Given instruction A: In the memorandum of decision below, on what date did the court deny the motion without a hearing?

December 2, 1998
MEMORANDUM OF DECISION RE MOTION FOR APPROPRIATE RELIEF
The guardian ad litem in this case, on behalf of counsel for the mother, on June 26, 1998 filed a motion requesting the payment of fair and reasonable fees to counsel for the respondent mother, alleging in the memorandum of law in support of the motion inter alia, that the fees paid by the Judicial Branch for the representation of parties in the Superior Court for Juvenile Matters were not reasonable. Further, he claims that the unreasonableness of the fees may implicate the constitutional rights of the respondent mother in connection with the termination of parental rights petition pending against her. On June 30, 1998, the Commissioner filed a memorandum of law in opposition to the motion. The court denied the motion without hearing on June 30, 1998. On July 14, 1998, the guardian renewed his motion for the payment of fair and reasonable fees and also requested an articulation of the court's earlier denial. On the same date, counsel for the mother filed an identical motion and memorandum of law in support of the motion. On July 16, the Commissioner filed a renewed memorandum of law in opposition. The motions were assigned for argument and hearing on August 6, 1998, when all counsel appeared to argue these and other pending motions, as trial on the termination petition was to commence on August 10, 1998. At the hearing, the court informed the participants that the motions for articulation would be treated as motions to set aside the court's previous order and for reargument. The court also indicated that it would hear argument and take any testimony concerning the fees and fee arrangements.

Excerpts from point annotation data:
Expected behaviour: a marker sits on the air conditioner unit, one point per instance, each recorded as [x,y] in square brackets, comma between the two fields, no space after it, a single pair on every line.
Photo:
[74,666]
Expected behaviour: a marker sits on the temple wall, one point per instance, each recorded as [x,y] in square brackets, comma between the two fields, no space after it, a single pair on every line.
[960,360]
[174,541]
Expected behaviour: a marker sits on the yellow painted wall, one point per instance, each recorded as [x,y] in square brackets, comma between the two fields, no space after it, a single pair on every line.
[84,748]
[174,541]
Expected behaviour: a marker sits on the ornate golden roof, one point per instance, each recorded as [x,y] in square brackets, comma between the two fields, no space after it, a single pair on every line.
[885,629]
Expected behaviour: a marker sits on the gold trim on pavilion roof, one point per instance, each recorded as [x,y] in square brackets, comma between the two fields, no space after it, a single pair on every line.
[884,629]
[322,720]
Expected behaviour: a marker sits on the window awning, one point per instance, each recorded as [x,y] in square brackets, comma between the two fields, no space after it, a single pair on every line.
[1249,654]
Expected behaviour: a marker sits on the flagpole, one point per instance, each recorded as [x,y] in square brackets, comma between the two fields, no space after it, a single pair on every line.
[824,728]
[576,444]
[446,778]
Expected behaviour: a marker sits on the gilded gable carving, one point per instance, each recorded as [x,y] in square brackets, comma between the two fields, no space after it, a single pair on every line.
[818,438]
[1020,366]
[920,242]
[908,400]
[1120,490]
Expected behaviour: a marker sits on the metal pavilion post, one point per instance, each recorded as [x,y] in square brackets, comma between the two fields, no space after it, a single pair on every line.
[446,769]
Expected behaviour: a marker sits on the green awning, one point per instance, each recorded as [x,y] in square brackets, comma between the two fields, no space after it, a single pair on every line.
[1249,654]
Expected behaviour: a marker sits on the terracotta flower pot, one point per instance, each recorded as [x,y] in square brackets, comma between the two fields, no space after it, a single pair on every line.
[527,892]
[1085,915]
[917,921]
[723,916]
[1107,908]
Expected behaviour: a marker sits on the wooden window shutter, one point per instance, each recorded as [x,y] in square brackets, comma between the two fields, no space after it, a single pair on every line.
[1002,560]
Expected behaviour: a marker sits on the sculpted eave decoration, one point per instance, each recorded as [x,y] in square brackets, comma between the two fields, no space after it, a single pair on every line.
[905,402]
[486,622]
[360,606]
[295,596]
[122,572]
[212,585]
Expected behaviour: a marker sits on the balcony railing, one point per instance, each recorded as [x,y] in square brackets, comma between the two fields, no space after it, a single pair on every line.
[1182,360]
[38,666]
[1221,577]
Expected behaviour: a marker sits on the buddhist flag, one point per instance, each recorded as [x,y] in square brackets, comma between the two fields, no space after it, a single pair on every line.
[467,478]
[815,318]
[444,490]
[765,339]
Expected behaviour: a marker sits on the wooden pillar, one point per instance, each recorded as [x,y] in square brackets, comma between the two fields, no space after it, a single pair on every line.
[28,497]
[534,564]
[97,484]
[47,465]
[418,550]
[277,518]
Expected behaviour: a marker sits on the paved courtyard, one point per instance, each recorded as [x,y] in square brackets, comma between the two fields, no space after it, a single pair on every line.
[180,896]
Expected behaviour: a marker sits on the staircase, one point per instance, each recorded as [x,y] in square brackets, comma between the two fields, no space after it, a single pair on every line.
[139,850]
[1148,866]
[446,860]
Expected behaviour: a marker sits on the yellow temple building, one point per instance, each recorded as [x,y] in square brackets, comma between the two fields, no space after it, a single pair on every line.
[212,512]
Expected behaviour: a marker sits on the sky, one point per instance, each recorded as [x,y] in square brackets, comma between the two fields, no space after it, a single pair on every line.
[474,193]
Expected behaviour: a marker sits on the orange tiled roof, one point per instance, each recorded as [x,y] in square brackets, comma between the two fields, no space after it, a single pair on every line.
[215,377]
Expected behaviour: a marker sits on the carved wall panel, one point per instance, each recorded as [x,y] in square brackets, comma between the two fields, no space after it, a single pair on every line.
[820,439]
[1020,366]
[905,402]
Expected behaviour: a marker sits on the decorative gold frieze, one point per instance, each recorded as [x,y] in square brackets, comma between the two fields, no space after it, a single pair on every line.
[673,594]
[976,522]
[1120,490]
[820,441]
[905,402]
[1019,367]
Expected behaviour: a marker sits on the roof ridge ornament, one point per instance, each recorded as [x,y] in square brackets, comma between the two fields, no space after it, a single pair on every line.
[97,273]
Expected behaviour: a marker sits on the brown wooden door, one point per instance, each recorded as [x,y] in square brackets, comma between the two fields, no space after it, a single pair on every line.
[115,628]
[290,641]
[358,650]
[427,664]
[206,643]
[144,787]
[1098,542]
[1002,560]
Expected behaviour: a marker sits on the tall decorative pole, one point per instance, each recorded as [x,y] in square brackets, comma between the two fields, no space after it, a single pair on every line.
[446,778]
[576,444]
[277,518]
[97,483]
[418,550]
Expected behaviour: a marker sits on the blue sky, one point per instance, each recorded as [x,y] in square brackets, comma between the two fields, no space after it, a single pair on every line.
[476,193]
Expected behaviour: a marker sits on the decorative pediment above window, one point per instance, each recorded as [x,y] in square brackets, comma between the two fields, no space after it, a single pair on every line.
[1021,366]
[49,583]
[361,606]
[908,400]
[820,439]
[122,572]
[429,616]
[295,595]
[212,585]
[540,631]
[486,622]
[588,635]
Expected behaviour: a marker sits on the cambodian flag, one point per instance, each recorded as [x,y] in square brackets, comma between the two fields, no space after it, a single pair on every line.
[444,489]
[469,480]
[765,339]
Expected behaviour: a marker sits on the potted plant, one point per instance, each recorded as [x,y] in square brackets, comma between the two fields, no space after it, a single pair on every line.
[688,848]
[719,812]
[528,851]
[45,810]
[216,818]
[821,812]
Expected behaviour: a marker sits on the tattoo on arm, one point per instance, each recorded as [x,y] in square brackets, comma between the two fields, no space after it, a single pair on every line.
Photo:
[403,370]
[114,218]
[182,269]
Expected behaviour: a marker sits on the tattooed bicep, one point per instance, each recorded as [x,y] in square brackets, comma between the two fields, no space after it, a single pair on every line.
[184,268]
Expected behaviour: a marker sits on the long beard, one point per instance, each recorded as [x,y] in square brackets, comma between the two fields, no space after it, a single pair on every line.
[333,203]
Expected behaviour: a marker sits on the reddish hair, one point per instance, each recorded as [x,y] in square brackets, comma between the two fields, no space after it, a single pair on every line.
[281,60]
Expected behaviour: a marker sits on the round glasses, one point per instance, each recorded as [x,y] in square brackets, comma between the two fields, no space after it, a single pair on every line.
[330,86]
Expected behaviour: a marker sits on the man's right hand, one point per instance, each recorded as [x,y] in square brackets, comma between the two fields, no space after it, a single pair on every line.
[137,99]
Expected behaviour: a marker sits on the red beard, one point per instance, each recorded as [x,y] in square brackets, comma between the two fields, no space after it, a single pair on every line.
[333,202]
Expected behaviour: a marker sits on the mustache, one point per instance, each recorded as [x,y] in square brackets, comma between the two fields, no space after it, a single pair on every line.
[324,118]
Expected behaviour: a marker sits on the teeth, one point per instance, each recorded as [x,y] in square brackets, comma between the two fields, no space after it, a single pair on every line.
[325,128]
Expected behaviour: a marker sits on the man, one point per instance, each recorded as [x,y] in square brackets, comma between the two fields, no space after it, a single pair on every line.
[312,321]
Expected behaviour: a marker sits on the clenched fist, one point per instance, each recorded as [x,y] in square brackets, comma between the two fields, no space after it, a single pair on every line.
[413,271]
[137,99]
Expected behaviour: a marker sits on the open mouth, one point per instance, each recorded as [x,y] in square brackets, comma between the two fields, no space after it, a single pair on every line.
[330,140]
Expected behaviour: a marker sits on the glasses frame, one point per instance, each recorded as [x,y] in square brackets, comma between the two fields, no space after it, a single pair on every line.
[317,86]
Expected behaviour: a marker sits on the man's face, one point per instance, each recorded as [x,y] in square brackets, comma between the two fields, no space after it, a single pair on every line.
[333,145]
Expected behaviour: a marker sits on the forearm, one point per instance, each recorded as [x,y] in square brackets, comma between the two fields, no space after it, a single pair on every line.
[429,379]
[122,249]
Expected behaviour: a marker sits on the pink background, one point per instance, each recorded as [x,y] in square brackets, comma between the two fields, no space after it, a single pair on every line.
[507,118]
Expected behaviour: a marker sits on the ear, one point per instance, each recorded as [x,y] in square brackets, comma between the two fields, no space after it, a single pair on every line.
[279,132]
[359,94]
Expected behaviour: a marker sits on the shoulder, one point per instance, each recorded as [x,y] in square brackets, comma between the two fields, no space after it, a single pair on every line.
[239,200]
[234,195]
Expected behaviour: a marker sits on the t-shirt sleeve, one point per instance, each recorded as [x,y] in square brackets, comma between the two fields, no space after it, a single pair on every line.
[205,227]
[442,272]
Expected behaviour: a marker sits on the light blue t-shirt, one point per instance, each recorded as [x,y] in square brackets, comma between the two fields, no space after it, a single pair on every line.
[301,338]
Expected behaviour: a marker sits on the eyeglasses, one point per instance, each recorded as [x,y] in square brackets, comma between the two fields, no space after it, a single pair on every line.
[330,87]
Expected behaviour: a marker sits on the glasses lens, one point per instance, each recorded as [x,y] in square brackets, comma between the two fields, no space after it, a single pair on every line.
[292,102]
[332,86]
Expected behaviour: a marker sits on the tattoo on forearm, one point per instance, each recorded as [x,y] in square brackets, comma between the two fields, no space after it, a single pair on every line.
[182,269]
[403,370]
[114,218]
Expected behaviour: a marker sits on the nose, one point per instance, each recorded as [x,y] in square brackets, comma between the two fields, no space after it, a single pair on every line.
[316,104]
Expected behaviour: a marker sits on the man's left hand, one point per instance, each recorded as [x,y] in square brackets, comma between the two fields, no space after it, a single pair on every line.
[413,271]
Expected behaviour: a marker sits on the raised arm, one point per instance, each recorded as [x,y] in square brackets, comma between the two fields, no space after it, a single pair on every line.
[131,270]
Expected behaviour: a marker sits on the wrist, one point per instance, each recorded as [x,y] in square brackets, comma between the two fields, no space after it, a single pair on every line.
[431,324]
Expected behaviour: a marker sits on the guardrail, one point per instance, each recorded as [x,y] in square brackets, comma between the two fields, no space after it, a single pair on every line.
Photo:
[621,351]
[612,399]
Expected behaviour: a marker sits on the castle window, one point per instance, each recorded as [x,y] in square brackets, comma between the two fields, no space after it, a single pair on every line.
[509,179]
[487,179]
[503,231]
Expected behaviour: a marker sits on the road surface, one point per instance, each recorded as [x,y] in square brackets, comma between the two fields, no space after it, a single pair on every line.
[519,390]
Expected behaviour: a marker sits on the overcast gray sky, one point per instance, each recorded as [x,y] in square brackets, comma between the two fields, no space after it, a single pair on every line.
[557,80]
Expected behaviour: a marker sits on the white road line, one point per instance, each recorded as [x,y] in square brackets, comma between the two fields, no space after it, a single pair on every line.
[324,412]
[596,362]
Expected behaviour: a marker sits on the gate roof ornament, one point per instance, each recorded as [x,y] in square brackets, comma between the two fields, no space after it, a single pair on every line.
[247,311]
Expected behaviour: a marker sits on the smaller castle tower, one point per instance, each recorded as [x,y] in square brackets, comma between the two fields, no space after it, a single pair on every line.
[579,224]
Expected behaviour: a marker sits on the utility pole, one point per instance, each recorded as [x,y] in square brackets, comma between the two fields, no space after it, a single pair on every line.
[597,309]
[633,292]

Given instruction B: Please select every line of the rows above that contains the word "yellow", and copy each one out.

Full answer A: June 30, 1998

Full answer B:
Expected behaviour: a marker sits on the yellow painted wall, one point per instance, each recorded as [x,y] in square brackets, comma between the two fields, no space after it, a single pair on every line.
Expected behaviour: a marker sits on the yellow temple building, one point per instance, each recorded as [x,y] in square brackets, comma between the two fields, no space after it, a single pair on every line.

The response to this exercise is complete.